WORK TASK:
Find "Category: cloudy sky" and "Category: ferry boat" in the records below. Copy the lines holding them and every line between, exactly, and no others.

DATA IN THIS EXERCISE:
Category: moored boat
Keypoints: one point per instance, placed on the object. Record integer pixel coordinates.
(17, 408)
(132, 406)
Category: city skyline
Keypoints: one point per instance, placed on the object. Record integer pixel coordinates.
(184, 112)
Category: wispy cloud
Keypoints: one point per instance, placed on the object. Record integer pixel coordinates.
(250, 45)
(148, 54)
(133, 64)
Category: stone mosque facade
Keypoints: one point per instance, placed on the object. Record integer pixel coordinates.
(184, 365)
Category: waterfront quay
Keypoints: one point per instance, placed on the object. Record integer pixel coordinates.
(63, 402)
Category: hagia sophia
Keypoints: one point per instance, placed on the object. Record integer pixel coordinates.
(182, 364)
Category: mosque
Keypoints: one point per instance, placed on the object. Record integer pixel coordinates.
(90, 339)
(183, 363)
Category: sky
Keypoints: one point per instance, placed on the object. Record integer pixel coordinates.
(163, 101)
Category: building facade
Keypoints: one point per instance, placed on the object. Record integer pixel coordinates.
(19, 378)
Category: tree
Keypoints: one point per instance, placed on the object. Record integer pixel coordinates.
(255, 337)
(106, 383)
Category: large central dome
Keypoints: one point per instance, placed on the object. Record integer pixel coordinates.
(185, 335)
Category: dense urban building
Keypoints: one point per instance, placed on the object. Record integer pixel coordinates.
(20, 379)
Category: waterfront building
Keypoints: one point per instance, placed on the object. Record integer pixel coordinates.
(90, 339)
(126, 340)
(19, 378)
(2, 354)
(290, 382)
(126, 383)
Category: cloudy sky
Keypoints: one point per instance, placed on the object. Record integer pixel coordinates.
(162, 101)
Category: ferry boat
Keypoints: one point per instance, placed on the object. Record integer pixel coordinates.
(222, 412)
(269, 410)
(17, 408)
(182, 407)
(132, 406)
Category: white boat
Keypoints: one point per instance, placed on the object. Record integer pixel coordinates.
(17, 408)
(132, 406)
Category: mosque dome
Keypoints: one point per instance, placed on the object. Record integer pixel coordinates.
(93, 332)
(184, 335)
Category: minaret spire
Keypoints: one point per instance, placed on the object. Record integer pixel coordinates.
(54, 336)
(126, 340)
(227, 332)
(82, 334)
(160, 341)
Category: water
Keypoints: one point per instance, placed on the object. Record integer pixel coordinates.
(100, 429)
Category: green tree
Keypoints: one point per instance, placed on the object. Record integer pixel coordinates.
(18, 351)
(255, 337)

...

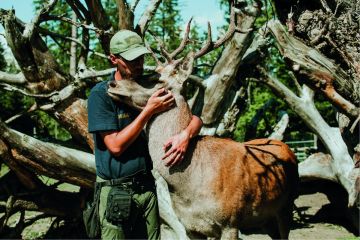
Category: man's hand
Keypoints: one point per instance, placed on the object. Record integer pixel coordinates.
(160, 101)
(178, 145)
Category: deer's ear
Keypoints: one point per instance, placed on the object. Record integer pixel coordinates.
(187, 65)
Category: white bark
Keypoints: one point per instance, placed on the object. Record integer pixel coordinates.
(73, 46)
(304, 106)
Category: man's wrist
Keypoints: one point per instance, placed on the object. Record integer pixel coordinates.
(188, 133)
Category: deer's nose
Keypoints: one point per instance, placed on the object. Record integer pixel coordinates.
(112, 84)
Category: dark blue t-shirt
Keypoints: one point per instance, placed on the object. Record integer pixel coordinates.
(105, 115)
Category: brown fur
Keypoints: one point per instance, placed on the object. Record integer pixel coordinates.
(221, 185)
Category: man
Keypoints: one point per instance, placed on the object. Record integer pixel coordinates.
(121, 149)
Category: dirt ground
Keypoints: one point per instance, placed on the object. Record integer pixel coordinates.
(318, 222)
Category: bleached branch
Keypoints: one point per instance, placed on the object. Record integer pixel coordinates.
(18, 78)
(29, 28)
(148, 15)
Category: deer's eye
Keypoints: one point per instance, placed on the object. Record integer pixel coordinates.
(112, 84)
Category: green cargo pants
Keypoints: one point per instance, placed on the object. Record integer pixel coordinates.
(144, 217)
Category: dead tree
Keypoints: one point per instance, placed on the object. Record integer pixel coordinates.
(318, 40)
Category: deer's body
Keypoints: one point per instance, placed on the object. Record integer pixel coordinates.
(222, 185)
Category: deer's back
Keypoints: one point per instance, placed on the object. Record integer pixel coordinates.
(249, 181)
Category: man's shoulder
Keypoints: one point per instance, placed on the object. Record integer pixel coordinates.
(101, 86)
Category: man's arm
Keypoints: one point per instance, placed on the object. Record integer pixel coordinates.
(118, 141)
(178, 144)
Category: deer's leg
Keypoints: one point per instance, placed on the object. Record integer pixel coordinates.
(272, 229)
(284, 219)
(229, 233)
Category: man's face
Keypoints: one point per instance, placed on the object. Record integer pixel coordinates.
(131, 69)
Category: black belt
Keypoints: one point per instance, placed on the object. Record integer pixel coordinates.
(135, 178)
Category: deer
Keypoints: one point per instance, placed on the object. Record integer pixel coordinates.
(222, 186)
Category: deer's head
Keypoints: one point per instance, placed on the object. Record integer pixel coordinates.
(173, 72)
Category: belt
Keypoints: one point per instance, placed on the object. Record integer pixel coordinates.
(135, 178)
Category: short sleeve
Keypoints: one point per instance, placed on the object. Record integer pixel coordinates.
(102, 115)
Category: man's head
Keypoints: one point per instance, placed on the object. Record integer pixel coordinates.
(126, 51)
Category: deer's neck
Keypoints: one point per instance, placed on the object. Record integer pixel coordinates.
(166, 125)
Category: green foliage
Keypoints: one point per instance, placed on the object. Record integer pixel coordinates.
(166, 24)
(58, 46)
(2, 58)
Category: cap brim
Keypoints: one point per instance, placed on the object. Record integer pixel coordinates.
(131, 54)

ANSWER FOR THE TASK:
Category: cloudy sky
Keypoints: one point per instance, placed on the object. Record integer pixel coordinates.
(162, 101)
Category: ferry boat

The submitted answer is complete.